* Short problem *
Can you print every one of the rows below back out, word for word, with nothing changed?

start

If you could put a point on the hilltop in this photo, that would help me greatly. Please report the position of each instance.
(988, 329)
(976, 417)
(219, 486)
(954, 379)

end

* Answer to this task *
If you could put a point on the hilltop in this photo, that would help me greatly. Please report the position of each instance.
(988, 329)
(976, 417)
(219, 486)
(954, 379)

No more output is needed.